Let’s take an example from the real world. If an employee indulges in industrial espionage, because from his perspective, he believes that it is not wrong; and if his organization catches him red handed, should the organization take action on the employee as per their rules and regulations, or accept that there can never be only one truth; and since the truth changes with deeply embedded experiences, contexts, mental abilities and so forth, the employee must be exonerated?

How about another one? If a citizen of a country, goes on a murdering spree with the objective of stealing people’s money, should the judiciary punish him for his crimes as per certain laid down principles, or should the judiciary exonerate the murderer because reality changes with perceptions, experiences and contexts?

The answer to both these questions, as far as i see it, is very simple. Yes, the organization and the judiciary should punish the erring employee and the murderer, because while the employee and the murderer have a right to their unique realities, they cannot impinge on the rights of other people’s realities. However, here’s the predicament: wouldn’t the organization and the judiciary be impinging on the employee and the murderer’s reality by punishing them? Whose reality must we accept to set the basic framework within which society should exist? Or should human beings argue that since reality changes with different experiences, contexts, mental abilities and so forth, that we must never have a few agreed principles – which by their nature of being agreed to, would be the one truth?

Just imagine how funny it is to see a bunch of bald men jumping up and down for no reason at all. Equally intriguing is the dance of a batch of eggs in boiling water. Reality is funny business, and yes, reality changes with experiences, contexts, mental abilities and so forth. I accept that claim. But i will not accept a caboodle of chaps from the business world who summarily dismiss every other point of view but their own, without logic holding their argument together. Other realities, you must see - EXIST, and i will continue airing them on my blog. Let multiple realities be my witness :)

As far as Jiddu Krishnamurti is concerned; I admire the man too much to pass a comment on him.

Nimmy said...

I was looking forward to your views on this. You don't fail to bring up valid points and examples...as expected. :-)

(I did think about an example like a murderer and 'his reality' whilst writing the post...and, obviously, I realized that that was something a society will never accept....unless he is proven to be mentally retarded and therefore goes unpunished).

· · · · ·

- [PROBLEMS AND TASKS]:
1 - Reproduce the blog text on reality word for word, beginning at the words "Let’s take an" and stopping after "experiences and contexts?".
2 - Decide whether each statement agrees with the blog text on reality, answering yes or no and quoting the deciding words: (a) The writer accepts that reality changes with experiences, contexts, mental abilities and so forth. (b) The writer offers a detailed comment on Jiddu Krishnamurti. (c) Nimmy did not consider a murderer example while writing the post.
3 - Continue the blog text on reality from the point where it stops.
Nothing here depends on the records.

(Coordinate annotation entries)
· · · · ·

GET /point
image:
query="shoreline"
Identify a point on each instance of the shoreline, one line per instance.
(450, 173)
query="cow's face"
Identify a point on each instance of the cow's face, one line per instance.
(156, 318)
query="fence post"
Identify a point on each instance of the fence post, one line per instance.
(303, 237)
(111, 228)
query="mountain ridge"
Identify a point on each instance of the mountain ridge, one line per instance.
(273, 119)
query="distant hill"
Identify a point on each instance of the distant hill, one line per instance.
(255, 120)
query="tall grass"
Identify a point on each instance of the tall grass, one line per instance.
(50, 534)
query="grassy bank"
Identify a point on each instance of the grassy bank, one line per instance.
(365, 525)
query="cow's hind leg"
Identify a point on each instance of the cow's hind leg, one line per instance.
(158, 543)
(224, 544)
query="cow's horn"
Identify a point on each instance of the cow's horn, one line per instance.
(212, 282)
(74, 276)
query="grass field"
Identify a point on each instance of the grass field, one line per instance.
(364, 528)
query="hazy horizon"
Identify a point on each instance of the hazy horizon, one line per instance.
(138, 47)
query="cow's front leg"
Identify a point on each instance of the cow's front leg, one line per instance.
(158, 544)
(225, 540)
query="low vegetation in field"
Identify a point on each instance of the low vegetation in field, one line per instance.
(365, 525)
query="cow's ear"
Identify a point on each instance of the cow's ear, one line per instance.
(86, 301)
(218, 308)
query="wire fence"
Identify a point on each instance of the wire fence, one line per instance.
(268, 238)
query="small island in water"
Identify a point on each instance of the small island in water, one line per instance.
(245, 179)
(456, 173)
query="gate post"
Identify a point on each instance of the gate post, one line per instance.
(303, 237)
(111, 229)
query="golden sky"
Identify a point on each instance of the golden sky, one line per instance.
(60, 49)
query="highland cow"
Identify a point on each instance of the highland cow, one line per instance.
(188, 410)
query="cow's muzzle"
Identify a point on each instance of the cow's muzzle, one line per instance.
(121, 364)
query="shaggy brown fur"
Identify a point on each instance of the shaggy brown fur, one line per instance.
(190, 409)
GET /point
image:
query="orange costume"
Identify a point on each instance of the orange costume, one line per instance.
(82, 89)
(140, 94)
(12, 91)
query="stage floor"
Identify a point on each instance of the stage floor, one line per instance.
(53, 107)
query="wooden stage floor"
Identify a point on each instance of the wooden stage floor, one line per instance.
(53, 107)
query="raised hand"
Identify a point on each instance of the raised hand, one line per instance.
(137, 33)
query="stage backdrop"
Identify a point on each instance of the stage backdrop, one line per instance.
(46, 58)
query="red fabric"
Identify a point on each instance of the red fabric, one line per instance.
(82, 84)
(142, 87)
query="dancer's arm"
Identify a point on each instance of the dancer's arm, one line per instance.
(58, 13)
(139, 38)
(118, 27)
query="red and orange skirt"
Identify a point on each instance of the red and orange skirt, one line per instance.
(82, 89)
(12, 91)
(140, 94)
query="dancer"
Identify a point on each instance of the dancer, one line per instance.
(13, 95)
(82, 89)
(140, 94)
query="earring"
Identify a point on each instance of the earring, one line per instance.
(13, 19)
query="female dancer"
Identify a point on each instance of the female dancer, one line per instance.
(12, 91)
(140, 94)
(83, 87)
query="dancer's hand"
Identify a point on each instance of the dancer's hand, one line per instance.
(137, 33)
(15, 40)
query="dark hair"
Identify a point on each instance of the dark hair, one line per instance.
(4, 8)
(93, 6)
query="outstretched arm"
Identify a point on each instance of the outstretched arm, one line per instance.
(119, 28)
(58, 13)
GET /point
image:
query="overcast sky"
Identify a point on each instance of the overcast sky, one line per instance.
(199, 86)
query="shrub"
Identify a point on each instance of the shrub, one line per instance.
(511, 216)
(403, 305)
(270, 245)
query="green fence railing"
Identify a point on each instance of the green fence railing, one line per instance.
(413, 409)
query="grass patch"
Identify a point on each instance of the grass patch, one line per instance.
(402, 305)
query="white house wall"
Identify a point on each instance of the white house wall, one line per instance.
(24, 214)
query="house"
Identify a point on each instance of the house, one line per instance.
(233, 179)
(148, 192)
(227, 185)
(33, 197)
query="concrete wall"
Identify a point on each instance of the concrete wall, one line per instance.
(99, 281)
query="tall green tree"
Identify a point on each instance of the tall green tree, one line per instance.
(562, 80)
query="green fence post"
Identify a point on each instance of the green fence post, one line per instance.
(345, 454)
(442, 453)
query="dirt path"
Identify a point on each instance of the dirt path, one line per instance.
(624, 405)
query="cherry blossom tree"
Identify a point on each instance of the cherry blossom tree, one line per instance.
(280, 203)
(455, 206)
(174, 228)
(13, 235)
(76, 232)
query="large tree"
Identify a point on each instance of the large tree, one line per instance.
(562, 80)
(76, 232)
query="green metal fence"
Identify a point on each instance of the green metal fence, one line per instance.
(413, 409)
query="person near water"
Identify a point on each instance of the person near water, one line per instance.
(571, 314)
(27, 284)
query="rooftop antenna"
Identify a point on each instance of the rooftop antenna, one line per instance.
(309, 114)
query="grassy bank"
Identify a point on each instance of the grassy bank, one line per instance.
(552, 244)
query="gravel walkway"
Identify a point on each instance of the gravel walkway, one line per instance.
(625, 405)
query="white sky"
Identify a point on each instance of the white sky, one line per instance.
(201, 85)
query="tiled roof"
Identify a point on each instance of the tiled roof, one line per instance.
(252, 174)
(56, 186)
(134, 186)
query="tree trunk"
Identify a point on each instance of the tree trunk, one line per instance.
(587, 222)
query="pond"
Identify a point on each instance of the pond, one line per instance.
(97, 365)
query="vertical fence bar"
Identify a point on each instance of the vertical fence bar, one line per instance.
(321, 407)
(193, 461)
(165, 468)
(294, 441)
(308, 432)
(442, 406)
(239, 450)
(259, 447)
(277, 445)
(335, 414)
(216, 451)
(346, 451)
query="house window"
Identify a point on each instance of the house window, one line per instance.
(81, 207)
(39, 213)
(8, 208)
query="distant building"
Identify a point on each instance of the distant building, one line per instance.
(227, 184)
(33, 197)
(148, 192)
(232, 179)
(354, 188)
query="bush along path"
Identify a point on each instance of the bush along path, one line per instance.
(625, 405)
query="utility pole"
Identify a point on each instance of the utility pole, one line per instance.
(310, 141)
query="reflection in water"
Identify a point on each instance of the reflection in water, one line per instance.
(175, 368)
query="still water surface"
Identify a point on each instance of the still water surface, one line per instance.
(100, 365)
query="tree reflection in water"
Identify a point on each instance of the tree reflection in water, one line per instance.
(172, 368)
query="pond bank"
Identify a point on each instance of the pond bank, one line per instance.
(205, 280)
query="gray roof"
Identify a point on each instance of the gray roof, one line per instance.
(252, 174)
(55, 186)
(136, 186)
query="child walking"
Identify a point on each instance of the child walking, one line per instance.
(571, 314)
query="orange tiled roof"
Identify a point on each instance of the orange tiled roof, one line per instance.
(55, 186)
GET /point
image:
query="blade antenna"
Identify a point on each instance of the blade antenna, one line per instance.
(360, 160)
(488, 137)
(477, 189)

· · · · ·

- [RESPONSE LIST]:
1 -
Let’s take an example from the real world. If an employee indulges in industrial espionage, because from his perspective, he believes that it is not wrong; and if his organization catches him red handed, should the organization take action on the employee as per their rules and regulations, or accept that there can never be only one truth; and since the truth changes with deeply embedded experiences, contexts, mental abilities and so forth, the employee must be exonerated?

How about another one? If a citizen of a country, goes on a murdering spree with the objective of stealing people’s money, should the judiciary punish him for his crimes as per certain laid down principles, or should the judiciary exonerate the murderer because reality changes with perceptions, experiences and contexts?

2 -
(a) Yes: "I accept that claim."
(b) No: "I admire the man too much to pass a comment on him."
(c) No: "I did think about an example like a murderer and 'his reality' whilst writing the post"

3 -
I think you said it really well here:

Yes, the organization and the judiciary should punish the erring employee and the murderer, because while the employee and the murderer have a right to their unique realities, **they cannot impinge on the rights of other people’s realities**. However, here’s the predicament: wouldn’t the organization and the judiciary be impinging on the employee and the murderer’s reality by punishing them? Whose reality must we accept to set the basic framework within which society should exist? *Or should human beings argue that since reality changes with different experiences, contexts, mental abilities and so forth, that we must never have a few agreed principles – which by their nature of being agreed to, would be the one truth?*

Amen!

PS: Oh, and, btw, that joke at the start is new to me....definitely made me chuckle. :-)

Stranger in a Strange Land said...

This lead to fanatism and is a side effect of ego.

You didn't lead me into any walls with this one.

Take care,
Mike

Nimmy said...

Thanks for the feedback, Mike :-) Happy weekend!!

Stranger in a Strange Land said...

Hello Again Nimmy,

Now it is Monday and I did have a lovely weekend.

Thanks,
Mikeps: I trust that you had a nice weekend also.

Rakesh Poddar said...

"The need is to be mature enough to understand that a different view is a result of different and deeply embedded experiences, contexts, mental abilities and so forth."

Well said, Nimmy, as always.

Halivirkar said...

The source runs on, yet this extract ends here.